Entries from a dataset:
----

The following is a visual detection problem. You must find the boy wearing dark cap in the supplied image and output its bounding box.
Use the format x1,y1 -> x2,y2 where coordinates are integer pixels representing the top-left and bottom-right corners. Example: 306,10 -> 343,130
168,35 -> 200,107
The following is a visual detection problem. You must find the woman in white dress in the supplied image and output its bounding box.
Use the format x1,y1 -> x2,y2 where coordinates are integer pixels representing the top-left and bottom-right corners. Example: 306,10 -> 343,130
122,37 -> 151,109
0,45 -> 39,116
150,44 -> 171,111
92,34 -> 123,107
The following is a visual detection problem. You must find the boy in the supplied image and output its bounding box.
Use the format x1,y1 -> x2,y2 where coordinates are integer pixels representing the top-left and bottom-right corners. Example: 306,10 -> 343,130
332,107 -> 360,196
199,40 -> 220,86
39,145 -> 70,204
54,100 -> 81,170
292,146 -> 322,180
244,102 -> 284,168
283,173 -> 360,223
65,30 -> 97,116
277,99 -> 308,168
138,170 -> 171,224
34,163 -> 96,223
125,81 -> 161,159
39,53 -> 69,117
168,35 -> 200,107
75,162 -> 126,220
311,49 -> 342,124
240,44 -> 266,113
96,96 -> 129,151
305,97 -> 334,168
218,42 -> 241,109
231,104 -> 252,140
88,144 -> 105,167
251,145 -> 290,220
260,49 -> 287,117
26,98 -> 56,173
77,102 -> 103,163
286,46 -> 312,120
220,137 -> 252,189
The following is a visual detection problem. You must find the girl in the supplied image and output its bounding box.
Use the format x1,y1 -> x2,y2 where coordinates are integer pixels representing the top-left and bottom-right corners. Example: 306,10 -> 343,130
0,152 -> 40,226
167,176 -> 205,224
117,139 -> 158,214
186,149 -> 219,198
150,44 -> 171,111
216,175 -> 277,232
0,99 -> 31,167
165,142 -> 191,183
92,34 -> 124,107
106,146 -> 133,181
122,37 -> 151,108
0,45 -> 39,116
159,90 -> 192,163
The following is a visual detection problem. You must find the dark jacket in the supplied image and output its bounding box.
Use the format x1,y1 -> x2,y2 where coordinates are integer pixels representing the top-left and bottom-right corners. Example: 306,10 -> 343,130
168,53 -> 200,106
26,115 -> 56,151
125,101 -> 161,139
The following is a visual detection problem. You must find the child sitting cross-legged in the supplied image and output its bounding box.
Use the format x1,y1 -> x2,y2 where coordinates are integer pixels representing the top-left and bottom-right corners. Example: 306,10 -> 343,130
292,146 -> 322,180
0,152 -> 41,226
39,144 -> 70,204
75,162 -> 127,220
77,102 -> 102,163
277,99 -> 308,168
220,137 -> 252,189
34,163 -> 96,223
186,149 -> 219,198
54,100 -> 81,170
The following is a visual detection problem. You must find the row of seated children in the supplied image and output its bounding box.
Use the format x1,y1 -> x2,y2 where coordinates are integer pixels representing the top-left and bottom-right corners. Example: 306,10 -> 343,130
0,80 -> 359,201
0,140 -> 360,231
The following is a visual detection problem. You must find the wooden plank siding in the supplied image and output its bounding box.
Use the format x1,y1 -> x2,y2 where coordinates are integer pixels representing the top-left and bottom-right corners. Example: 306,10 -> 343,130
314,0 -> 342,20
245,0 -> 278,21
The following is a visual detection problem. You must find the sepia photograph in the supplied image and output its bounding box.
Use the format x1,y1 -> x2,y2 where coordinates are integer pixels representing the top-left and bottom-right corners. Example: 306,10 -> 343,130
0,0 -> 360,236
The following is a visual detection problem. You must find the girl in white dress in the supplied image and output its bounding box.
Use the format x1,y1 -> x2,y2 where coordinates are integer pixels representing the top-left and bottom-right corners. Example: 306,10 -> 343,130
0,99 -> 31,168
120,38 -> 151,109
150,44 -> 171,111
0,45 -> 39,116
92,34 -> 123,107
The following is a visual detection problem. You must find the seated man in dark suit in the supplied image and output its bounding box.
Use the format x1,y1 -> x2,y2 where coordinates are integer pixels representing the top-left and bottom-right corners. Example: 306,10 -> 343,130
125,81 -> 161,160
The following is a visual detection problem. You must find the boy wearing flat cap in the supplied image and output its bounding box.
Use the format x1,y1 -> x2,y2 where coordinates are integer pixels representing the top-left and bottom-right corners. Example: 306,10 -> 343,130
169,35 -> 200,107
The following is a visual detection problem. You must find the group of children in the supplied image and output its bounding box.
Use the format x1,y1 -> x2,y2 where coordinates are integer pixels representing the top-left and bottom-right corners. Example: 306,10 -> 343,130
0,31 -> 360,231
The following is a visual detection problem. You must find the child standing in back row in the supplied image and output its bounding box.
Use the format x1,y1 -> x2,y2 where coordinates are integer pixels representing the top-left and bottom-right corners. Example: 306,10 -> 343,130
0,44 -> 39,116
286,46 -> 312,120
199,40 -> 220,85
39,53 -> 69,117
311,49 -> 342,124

----

### The request
Rewrite the records beginning at the line that has "find the sepia" and stopping after the line that has "0,0 -> 360,236". Shift every coordinate in the answers up by 51, and leave all other text unchanged.

### Worked answer
The following is a visual detection problem. You must find the sepia photograph in the supplied image and output its bounding box.
Use the format x1,y1 -> x2,y2 where coordinates are integer pixels representing the top-left and bottom-right corners. Example: 306,10 -> 343,130
51,51 -> 411,287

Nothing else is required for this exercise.